Defined-benefit pensions have been unpopular as of late because they put governments on the hook for a set monthly payment to retirees (as opposed to 401(k)-style plans, which don’t guarantee how much a retiree will have). But a monthly guarantee provides stability, said Diane Oakley, NIRS’ executive director, and that’s valuable to governments too.

“Retirees with reliable pensions can maintain their spending through their retirement years regardless of the ups and downs of the economy,” she said. “So we look at it as a bit of an economic stabilizer.”

Disclose Your Bank Loans! (Please.)

The board that presides over the $3.6 trillion municipal market has been nudging governments to routinely disclose loans they receive directly from banks for some time. Now it looks like that nudge is turning into a sharp poke.

The Municipal Securities Rulemaking Board (MSRB) this week said it will soon release changes to its disclosures website EMMA that will “improve this process for issuers and also enhance the ability of investors to locate available bank loan disclosures.”

> _EXERCISE REQUIREMENTS_:
In the municipal finance text, rewrite the part that opens with the words containing "Defined-benefit pensions have" and closes with "Bank Loans! (Please.)", changing "guarantee" to "promise" throughout.

> _DATA LISTING_:
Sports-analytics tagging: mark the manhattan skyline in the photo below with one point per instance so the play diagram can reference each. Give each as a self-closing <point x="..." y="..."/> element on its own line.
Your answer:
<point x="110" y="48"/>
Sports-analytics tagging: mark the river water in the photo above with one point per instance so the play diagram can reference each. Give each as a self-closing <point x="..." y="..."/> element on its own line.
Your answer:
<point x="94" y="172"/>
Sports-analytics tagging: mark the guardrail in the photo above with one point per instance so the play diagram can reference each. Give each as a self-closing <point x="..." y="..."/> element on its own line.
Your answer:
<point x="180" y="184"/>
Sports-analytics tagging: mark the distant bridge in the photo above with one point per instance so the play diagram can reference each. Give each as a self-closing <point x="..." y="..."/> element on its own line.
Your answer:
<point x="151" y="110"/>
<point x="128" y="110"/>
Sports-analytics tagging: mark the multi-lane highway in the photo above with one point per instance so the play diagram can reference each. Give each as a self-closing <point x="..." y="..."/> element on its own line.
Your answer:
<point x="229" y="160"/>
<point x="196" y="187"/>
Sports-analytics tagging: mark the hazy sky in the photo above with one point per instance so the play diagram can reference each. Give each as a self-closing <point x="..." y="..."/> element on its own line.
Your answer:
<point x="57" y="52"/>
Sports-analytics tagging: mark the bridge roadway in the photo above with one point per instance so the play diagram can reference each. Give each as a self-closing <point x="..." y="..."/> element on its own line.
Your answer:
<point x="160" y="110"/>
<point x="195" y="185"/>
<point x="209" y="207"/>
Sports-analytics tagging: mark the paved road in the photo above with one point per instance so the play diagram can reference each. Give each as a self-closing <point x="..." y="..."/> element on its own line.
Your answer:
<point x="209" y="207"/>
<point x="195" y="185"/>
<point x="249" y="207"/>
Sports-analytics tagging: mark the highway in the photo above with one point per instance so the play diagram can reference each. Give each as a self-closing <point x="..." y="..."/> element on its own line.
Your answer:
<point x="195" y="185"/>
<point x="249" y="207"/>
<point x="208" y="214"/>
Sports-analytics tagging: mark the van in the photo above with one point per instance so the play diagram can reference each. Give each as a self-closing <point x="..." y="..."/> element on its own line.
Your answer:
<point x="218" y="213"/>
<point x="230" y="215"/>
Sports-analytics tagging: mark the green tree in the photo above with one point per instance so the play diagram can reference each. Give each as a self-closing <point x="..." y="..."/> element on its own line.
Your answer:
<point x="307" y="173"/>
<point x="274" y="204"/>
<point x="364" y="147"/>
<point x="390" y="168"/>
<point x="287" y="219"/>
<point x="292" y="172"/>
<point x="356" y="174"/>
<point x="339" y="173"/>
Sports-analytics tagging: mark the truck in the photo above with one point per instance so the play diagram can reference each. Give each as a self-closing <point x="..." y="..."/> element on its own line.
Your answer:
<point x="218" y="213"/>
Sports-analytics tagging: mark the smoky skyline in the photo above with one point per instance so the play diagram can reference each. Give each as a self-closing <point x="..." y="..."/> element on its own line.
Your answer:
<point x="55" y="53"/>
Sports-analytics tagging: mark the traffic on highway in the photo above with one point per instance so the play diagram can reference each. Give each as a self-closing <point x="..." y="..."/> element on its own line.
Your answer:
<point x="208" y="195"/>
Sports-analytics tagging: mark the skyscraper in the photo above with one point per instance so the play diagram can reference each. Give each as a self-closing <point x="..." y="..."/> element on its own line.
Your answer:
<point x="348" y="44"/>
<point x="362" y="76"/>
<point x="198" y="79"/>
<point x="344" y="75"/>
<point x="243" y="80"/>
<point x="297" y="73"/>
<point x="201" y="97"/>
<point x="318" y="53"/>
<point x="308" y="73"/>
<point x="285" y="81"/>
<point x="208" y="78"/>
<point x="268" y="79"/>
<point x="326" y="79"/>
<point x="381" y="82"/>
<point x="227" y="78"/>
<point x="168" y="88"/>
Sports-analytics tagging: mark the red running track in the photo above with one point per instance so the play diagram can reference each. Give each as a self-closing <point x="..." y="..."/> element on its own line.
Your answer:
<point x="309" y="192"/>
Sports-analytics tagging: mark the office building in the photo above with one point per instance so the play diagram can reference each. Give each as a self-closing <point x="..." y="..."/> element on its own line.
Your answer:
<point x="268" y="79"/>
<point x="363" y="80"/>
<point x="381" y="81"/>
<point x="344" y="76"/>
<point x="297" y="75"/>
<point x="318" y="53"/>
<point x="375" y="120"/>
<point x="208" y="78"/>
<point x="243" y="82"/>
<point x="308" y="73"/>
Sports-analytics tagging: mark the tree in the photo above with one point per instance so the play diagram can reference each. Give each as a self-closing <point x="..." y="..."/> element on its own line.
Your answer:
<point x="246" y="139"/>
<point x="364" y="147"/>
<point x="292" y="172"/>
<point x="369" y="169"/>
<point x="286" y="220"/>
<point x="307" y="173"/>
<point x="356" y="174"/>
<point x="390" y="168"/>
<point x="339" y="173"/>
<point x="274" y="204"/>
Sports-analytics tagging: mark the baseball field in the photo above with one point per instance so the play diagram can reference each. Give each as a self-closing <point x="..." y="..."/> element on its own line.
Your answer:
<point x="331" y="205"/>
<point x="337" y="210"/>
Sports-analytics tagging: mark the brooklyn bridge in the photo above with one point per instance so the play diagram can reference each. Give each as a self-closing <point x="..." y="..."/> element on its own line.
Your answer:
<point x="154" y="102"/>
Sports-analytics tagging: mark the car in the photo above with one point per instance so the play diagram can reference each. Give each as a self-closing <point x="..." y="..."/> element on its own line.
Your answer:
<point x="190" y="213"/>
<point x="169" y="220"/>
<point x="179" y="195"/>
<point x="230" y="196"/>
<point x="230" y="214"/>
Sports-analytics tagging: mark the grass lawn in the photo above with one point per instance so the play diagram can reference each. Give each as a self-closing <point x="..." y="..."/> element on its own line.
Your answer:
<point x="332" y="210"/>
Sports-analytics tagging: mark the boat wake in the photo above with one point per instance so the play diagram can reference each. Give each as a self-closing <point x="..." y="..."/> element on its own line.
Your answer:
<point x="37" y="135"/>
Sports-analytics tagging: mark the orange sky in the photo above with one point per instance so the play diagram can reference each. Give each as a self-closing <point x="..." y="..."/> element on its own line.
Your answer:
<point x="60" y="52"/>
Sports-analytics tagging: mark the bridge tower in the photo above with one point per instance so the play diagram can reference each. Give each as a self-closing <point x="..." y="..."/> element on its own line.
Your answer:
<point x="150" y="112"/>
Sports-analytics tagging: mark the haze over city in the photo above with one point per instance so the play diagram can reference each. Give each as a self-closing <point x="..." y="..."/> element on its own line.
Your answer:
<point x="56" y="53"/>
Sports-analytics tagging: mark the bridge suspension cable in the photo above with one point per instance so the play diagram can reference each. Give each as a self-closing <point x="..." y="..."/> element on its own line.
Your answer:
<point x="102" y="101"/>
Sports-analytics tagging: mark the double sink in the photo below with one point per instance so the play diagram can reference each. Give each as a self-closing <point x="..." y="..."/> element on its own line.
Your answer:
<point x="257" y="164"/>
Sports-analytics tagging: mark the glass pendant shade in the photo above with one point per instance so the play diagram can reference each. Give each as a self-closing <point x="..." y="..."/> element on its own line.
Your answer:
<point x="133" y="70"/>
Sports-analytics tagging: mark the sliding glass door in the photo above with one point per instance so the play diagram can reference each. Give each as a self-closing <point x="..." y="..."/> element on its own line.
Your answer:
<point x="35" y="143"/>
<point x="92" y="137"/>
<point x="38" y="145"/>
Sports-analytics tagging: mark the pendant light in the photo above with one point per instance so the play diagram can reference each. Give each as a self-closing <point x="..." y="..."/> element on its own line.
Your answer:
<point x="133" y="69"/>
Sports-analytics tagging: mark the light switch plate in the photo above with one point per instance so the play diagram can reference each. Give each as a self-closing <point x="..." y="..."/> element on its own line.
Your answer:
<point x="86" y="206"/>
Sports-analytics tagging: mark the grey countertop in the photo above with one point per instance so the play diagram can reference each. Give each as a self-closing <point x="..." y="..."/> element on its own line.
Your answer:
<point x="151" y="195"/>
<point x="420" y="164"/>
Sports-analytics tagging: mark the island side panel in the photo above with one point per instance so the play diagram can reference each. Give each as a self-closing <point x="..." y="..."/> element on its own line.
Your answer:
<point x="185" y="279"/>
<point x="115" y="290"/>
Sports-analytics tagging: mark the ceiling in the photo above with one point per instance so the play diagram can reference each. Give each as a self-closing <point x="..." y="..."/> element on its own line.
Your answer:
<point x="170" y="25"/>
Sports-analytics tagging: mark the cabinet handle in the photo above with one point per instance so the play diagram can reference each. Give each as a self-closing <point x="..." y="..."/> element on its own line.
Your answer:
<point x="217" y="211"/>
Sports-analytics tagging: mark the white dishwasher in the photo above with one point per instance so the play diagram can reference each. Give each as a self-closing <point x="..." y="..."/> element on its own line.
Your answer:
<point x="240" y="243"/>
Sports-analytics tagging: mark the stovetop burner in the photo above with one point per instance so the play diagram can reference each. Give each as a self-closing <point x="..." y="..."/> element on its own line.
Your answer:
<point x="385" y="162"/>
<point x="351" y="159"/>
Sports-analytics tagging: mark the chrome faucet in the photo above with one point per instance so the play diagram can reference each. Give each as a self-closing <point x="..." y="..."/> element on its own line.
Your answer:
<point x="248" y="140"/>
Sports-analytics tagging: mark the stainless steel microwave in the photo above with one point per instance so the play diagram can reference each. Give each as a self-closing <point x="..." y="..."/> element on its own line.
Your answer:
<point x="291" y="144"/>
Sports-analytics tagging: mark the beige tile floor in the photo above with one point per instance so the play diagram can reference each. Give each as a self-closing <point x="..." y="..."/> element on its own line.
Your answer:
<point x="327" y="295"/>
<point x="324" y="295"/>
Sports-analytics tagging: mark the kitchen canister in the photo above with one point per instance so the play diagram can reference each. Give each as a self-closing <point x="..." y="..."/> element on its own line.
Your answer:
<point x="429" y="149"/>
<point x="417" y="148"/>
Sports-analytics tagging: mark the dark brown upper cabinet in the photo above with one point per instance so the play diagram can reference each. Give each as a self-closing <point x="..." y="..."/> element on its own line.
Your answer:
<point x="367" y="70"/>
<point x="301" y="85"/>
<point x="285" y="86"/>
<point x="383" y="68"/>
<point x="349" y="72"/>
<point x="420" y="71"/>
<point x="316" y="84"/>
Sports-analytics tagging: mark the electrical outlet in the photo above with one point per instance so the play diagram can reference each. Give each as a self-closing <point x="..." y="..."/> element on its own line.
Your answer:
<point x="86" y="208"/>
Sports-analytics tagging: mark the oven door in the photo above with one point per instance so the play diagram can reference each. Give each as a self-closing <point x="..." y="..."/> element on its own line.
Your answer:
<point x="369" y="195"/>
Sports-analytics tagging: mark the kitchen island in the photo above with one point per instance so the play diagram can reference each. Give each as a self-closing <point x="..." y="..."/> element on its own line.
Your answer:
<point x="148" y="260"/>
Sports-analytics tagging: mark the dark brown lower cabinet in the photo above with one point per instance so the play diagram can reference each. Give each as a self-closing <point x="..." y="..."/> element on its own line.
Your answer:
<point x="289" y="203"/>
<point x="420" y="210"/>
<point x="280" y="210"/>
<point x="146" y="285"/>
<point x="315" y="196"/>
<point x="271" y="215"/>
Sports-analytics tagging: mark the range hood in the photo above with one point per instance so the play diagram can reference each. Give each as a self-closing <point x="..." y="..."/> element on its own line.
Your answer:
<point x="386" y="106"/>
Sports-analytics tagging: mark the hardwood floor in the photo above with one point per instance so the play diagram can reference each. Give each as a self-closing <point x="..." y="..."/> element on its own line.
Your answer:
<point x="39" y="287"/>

> _REPLY_:
Defined-benefit pensions have been unpopular as of late because they put governments on the hook for a set monthly payment to retirees (as opposed to 401(k)-style plans, which don’t promise how much a retiree will have). But a monthly promise provides stability, said Diane Oakley, NIRS’ executive director, and that’s valuable to governments too.

“Retirees with reliable pensions can maintain their spending through their retirement years regardless of the ups and downs of the economy,” she said. “So we look at it as a bit of an economic stabilizer.”

Disclose Your Bank Loans! (Please.)